Task statement | From the line containing "In the photo above, where can the black" to the end of the listing, write out every line exactly; leave out everything else.

%%

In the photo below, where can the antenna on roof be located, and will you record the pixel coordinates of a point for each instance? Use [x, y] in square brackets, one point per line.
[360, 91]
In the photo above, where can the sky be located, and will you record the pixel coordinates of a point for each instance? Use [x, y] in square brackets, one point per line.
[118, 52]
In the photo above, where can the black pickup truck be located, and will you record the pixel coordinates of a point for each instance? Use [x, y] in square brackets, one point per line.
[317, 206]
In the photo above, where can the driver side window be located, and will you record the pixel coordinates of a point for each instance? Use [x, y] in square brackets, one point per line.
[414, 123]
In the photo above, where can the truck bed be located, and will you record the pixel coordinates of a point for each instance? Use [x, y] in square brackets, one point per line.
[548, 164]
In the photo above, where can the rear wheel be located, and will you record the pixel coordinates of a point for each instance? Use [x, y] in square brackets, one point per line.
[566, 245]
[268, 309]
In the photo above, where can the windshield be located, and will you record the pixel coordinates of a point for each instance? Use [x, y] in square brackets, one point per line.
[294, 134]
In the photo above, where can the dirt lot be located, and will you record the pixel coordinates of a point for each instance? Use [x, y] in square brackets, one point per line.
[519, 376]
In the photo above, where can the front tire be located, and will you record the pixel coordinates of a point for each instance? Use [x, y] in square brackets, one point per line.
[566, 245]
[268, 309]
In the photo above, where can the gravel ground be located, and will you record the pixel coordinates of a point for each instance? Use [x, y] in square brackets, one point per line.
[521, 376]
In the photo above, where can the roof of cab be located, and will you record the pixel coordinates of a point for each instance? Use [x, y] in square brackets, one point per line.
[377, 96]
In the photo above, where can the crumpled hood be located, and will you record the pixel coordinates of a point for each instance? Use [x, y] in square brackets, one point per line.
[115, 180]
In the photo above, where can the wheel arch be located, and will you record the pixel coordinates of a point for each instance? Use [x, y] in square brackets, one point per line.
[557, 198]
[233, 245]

%%

Answer to this problem |
In the photo above, where can the black pickup truck be located, and will you record the pixel coordinates of a point for each instance? Use [x, y] in square brackets, one point per line.
[317, 206]
In the photo above, where can the driver side window be located, and will you record the pixel coordinates of a point for each instance? Use [x, y] in square brackets, one point per line.
[414, 123]
In the photo above, where can the truck bed be located, and will you record the pixel coordinates of a point for each instance? Use [x, y] in square brackets, one point per line.
[548, 164]
In the photo above, where can the rear wheel be located, and will you record the pixel coordinates of a point for each instance? Use [x, y] in square brackets, one point per line.
[566, 245]
[268, 309]
In the photo above, where can the windshield be located, and will you record the pixel coordinates of a point for each instance? Use [x, y] in square brackets, one point per line.
[294, 134]
In the photo above, where can the dirt lot be located, and will you record the pixel coordinates of a point for each instance? Use [x, y] in square brackets, one point per line.
[519, 376]
In the photo above, where can the front tire be located, and will you record the pixel coordinates of a point for each instance? Use [x, y] in square brackets, one point per line.
[566, 245]
[268, 309]
In the photo above, where can the gravel ground be located, and will you record the pixel coordinates of a point for each instance? Use [x, y] in square brackets, one point per line.
[521, 376]
In the photo above, where can the roof of cab be located, and will you record the pixel coordinates of a point for each instance? Use [x, y] in square brackets, one point per line.
[377, 96]
In the photo above, where can the crumpled hood be located, and will you record the pixel coordinates of a point for each instance? Use [x, y] in square brackets, one point per line.
[115, 180]
In the photo above, where can the wheel arch be located, and will you record the pixel coordinates of a point for each instance? Use [x, y] in square brackets, one point per line.
[557, 198]
[233, 245]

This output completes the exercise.